# Passage:
Calcium Carbonate is fine. I wouldn't worry. You also should probably take the imodium WITH an anti-gas product as that will help some of the cramping that is associated with imodium. Also if you cut the imodium in half (or quarters depending on how much you determine you need) and take it preventatively WITH meals you might see some improvement in the D.I would urge to get to a GI and get other GI diseases ruled out. I would suggest getting an endoscopy and colonoscopy with biopsies.


----------



## peantut66 (Jun 10, 2011)

BQ said:


> Calcium Carbonate is fine. I wouldn't worry. You also should probably take the imodium WITH an anti-gas product as that will help some of the cramping that is associated with imodium. Also if you cut the imodium in half (or quarters depending on how much you determine you need) and take it preventatively WITH meals you might see some improvement in the D.I would urge to get to a GI and get other GI diseases ruled out. I would suggest getting an endoscopy and colonoscopy with biopsies.

# Given information:

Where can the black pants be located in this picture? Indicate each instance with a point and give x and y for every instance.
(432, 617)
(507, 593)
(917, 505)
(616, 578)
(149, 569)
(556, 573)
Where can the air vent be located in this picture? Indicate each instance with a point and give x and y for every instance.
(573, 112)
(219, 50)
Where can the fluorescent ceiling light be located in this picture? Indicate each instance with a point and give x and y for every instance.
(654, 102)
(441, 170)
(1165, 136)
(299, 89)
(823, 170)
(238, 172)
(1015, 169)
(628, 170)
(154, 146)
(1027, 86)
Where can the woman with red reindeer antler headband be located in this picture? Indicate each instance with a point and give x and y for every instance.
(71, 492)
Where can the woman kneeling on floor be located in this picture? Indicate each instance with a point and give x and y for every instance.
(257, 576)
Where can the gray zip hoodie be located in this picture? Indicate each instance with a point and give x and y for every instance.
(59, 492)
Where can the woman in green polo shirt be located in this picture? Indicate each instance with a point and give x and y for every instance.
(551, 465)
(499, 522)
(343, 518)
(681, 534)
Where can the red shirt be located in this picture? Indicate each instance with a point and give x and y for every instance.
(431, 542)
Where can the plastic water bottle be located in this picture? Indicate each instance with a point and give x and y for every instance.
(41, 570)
--
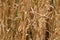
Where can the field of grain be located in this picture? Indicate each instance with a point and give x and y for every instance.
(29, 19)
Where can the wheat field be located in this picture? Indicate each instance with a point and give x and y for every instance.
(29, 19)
--
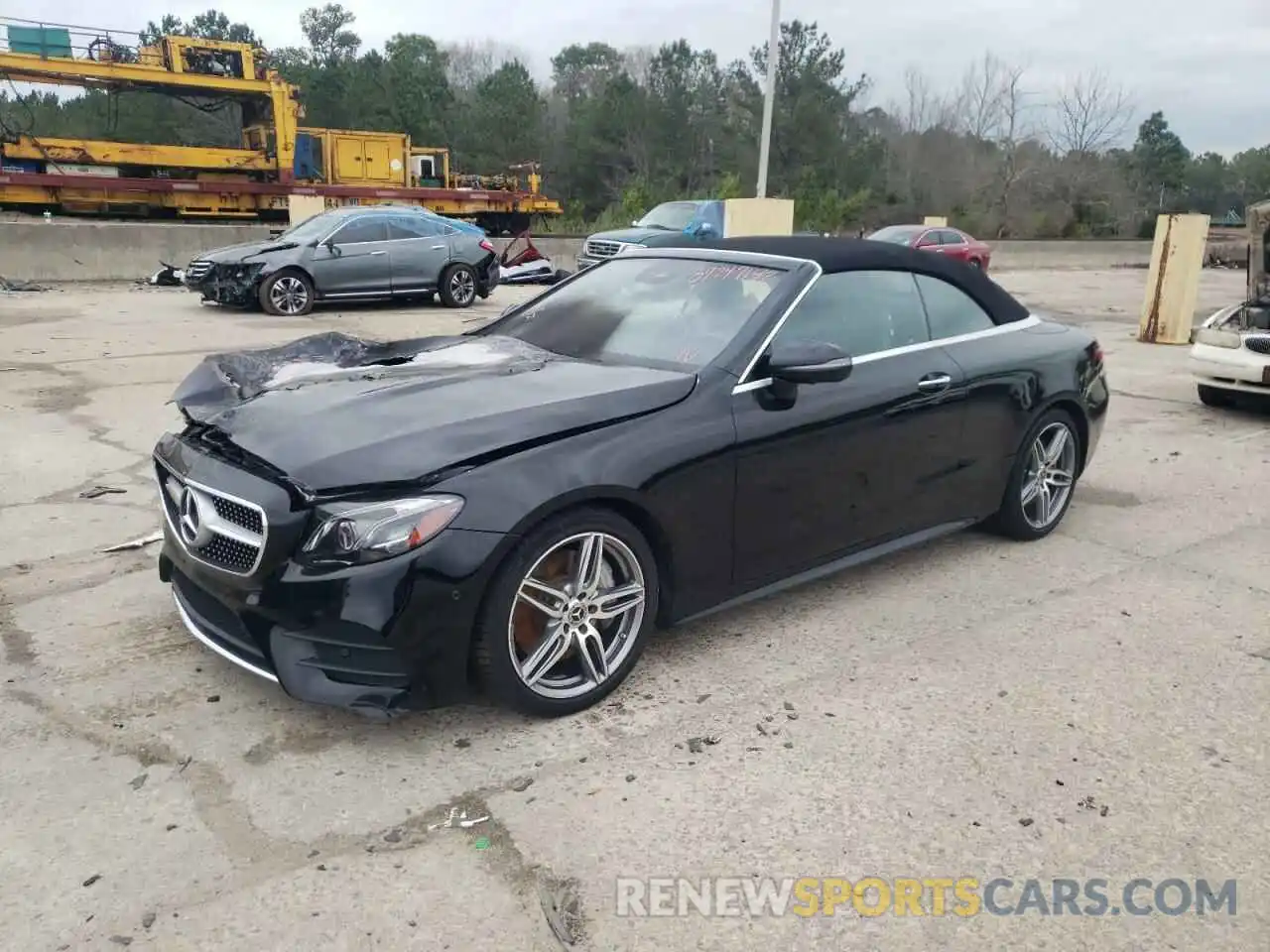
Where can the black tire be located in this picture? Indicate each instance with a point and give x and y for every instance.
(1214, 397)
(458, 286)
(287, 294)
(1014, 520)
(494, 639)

# Task goal:
Answer these about the forum thread above:
(a) What does the thread suggest taking the imodium with to help the cramping?
(b) Into what portions does it suggest cutting the imodium?
(c) Which two procedures with biopsies does it recommend?

# Exercise output:
(a) An anti-gas product.
(b) In half, or in quarters, depending on how much is needed.
(c) An endoscopy and a colonoscopy.